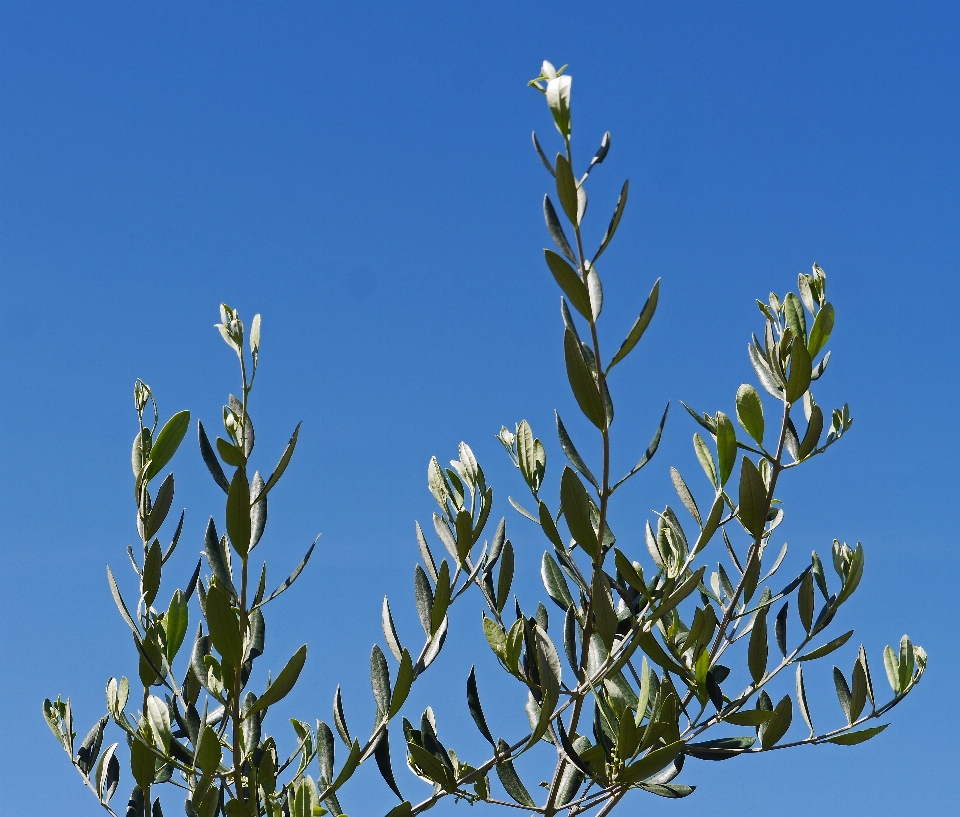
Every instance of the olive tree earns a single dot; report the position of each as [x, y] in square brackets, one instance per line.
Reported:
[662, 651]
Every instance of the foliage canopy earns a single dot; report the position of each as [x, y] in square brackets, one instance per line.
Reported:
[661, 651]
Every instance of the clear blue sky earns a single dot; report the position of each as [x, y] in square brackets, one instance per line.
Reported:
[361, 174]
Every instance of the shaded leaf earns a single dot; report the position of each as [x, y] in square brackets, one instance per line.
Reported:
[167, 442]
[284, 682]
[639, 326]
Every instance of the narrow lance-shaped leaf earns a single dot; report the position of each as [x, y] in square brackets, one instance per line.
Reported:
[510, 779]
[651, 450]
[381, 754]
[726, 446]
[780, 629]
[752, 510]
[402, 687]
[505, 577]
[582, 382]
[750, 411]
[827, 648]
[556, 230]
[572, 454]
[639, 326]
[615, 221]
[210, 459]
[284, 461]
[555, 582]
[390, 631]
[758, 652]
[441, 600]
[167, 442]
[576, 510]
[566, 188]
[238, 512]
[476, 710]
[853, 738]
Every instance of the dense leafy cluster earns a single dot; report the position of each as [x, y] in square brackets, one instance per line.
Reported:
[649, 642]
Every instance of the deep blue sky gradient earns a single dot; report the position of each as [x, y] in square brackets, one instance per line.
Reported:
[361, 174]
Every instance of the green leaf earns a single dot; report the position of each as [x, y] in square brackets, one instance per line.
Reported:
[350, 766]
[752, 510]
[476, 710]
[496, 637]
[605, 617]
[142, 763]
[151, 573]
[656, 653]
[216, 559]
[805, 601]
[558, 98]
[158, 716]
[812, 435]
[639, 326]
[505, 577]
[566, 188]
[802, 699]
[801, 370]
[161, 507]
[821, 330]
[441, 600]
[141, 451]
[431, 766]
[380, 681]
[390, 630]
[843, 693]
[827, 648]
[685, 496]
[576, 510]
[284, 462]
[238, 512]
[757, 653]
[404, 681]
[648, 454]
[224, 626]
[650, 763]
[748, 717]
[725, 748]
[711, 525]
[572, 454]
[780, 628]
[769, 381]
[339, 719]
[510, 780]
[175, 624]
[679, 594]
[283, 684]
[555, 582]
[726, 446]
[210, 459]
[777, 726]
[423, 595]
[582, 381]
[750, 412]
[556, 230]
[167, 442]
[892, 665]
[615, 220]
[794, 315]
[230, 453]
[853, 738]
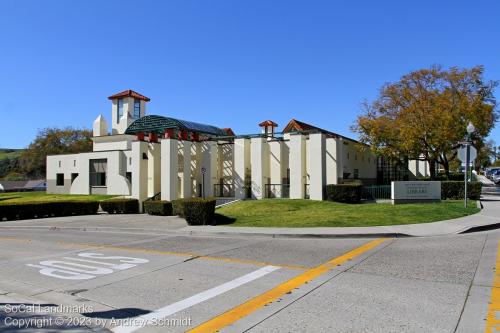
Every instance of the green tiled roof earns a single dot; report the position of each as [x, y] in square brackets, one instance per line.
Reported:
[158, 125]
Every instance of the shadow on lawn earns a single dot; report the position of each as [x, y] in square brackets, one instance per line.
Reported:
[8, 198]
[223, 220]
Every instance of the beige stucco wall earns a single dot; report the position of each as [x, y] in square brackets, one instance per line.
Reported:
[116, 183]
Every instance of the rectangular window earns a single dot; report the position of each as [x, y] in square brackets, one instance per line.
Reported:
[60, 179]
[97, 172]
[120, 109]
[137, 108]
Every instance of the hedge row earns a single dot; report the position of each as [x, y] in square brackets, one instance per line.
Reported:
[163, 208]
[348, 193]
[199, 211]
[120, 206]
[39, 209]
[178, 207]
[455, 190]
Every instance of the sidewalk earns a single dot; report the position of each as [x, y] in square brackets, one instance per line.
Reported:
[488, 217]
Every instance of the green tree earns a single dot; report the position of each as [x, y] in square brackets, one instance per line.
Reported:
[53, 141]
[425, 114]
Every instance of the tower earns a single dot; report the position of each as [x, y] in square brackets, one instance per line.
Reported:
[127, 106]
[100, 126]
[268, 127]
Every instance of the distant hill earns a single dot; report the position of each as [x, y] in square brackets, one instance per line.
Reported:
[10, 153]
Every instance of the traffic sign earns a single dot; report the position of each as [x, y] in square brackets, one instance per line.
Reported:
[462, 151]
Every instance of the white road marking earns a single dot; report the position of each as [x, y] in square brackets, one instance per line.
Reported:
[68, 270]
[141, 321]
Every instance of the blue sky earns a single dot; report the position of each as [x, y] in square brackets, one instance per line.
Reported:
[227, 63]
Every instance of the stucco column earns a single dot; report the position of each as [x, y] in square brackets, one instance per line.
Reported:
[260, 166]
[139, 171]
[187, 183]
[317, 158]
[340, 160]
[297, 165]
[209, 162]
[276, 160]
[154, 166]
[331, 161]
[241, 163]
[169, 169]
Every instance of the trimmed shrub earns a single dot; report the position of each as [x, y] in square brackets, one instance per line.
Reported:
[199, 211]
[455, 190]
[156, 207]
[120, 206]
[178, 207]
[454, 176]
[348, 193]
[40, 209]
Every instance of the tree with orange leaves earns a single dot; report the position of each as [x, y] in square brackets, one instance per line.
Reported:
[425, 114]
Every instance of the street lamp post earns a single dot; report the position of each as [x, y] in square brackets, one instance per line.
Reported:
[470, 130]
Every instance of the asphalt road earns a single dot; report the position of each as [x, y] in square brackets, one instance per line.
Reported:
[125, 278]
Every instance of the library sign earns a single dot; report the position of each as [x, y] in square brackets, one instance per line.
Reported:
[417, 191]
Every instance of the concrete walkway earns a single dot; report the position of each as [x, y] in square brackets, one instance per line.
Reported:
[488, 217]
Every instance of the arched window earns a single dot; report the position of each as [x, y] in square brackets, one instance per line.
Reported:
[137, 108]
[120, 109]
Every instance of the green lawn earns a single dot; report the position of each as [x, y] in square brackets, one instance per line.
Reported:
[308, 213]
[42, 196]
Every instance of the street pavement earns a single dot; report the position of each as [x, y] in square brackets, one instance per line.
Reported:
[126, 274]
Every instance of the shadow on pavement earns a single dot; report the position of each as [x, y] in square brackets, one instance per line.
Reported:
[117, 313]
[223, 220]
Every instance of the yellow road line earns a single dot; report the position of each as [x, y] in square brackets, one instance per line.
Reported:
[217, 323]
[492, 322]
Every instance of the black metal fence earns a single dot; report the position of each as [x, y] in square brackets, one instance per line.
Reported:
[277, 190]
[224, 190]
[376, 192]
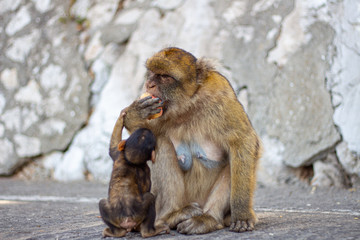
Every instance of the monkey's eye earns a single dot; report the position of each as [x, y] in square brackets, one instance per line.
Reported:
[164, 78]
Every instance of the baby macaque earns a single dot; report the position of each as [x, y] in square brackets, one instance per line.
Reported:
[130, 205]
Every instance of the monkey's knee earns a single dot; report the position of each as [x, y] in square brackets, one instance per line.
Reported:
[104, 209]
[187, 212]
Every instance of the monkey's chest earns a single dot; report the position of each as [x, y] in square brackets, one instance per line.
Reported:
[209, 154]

=====

THE TASK:
Which lines hold the word "pavement"? Copy each of them from the records.

EXERCISE RESULT:
Every instance of the street pavement earns a single dot; report the position of each as [x, y] in square brackets, one instance per line.
Every instance of the shadow on pavement earns a single dot; report the position of each as [x, y] in square brackets, one instance per line.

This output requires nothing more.